Pointing records:

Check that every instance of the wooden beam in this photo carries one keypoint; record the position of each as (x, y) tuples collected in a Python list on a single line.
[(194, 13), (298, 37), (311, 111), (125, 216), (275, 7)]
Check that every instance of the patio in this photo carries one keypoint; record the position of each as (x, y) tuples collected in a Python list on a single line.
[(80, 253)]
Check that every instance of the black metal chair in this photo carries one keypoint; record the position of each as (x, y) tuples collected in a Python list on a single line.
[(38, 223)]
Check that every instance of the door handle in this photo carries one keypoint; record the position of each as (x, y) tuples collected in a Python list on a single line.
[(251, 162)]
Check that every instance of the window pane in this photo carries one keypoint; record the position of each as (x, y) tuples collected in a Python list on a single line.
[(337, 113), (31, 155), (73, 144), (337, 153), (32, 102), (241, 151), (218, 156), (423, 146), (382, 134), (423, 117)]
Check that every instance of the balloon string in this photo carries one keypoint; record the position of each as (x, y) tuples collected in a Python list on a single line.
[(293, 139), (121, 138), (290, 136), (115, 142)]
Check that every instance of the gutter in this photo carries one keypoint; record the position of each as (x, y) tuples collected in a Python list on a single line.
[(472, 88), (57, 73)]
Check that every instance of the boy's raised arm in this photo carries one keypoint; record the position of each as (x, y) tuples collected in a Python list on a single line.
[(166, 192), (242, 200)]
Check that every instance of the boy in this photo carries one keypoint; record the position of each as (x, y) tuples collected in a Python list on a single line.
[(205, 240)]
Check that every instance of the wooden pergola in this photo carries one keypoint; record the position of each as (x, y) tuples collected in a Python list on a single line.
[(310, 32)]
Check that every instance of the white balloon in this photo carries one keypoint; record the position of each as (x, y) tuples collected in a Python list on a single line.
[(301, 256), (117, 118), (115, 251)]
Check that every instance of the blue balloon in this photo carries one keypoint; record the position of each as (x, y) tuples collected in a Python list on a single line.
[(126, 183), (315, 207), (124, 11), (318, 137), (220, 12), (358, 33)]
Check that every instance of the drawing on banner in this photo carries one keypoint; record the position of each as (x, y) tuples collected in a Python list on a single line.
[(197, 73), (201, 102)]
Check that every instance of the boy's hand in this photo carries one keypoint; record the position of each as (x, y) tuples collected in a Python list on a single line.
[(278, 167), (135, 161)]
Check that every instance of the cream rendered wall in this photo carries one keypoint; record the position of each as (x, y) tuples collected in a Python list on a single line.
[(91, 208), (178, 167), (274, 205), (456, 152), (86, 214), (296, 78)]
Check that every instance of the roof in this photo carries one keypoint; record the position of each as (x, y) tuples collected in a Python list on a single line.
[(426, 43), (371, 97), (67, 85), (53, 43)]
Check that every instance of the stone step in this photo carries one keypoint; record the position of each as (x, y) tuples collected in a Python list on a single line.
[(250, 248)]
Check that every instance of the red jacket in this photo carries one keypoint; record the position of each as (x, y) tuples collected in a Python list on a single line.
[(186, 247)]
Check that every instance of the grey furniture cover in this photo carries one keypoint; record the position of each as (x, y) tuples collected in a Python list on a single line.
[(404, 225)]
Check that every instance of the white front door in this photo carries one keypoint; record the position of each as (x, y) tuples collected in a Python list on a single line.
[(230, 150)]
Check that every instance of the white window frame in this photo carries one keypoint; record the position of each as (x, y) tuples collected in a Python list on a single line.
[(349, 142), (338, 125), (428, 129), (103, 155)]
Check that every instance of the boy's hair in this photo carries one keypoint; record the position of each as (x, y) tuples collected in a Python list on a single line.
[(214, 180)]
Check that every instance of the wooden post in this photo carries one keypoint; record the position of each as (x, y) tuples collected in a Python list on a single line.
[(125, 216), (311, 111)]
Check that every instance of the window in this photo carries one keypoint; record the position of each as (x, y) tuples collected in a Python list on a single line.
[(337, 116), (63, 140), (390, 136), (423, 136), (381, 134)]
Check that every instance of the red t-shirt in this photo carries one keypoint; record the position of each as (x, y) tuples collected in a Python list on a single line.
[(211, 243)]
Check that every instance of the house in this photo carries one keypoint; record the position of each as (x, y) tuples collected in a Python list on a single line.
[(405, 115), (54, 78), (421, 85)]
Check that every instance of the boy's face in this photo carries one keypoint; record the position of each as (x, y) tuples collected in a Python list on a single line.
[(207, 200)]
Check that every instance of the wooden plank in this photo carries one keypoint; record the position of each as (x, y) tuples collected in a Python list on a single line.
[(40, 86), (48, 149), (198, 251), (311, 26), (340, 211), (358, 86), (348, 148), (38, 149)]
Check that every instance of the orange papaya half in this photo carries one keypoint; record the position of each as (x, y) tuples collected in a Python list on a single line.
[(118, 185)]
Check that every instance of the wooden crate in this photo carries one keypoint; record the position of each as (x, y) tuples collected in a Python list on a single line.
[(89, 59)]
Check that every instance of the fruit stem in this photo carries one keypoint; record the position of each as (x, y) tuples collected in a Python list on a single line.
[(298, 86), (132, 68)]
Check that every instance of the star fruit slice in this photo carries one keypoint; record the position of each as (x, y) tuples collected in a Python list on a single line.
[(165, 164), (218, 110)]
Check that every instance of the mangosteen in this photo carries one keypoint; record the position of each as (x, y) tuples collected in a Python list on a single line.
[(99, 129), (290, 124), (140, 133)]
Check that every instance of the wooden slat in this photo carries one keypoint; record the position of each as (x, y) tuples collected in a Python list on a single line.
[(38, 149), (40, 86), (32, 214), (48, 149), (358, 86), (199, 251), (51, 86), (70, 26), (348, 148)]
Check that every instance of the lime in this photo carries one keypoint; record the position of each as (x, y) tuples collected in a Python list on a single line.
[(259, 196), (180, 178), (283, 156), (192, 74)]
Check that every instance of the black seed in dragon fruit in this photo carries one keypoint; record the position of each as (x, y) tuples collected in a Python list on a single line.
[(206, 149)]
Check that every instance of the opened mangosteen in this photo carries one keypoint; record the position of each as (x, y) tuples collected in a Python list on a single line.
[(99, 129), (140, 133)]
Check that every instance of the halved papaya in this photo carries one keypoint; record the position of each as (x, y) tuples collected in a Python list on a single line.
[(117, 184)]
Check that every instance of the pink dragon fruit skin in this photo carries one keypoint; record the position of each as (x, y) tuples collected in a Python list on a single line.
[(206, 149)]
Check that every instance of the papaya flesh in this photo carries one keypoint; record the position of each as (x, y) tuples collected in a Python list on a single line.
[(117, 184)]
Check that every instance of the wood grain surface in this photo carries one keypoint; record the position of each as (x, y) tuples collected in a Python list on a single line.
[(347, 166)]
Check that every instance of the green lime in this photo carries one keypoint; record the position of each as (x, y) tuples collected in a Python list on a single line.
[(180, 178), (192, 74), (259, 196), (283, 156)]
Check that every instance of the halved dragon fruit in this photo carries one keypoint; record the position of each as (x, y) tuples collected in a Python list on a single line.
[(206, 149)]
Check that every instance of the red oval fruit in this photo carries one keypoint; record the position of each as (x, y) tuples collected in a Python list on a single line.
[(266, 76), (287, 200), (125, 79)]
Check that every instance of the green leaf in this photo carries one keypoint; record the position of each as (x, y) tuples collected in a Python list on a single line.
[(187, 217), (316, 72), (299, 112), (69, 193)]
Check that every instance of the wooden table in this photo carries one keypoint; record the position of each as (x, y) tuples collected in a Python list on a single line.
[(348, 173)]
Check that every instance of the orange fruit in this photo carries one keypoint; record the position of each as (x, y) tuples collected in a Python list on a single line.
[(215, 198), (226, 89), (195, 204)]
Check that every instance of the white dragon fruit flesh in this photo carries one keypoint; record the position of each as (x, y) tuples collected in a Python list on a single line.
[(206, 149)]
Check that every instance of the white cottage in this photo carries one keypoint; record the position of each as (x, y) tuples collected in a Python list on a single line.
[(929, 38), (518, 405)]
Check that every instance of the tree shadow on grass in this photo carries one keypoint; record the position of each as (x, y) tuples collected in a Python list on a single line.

▸ **EXERCISE OBJECTIVE**: Copy the material above word for word, beginning at the line that has "Check that every instance of the cream" and stopping after the line that has "[(230, 150)]".

▸ **ANSWER TO THE EXERCISE**:
Check that every instance of the cream rendered wall in this photo carries one keypoint; record the position of each as (x, y) tuples collected in a Python list on a single line.
[(91, 208), (178, 167), (274, 205), (456, 152), (86, 214), (296, 78)]
Check that every instance of the roof in this photo carries one keypoint; record the position of each as (x, y) tuples collected in a Python list on a single line.
[(426, 43), (371, 97), (67, 85), (53, 43)]
Check that every instance of the stone step in this photo carries one keypoint; record the position of each as (x, y) tuples collected in a Python list on a single line.
[(250, 248)]
Check that every instance of the red jacket in this photo carries one keypoint; record the position of each as (x, y) tuples collected in a Python list on a single line.
[(186, 247)]
Check that every instance of the grey furniture cover in this photo carries one keypoint; record the position of each as (x, y) tuples collected in a Python list on a single line.
[(404, 225)]
Check that every instance of the white front door in this photo carries one keypoint; record the position of each as (x, y) tuples collected in a Python list on a single line.
[(230, 150)]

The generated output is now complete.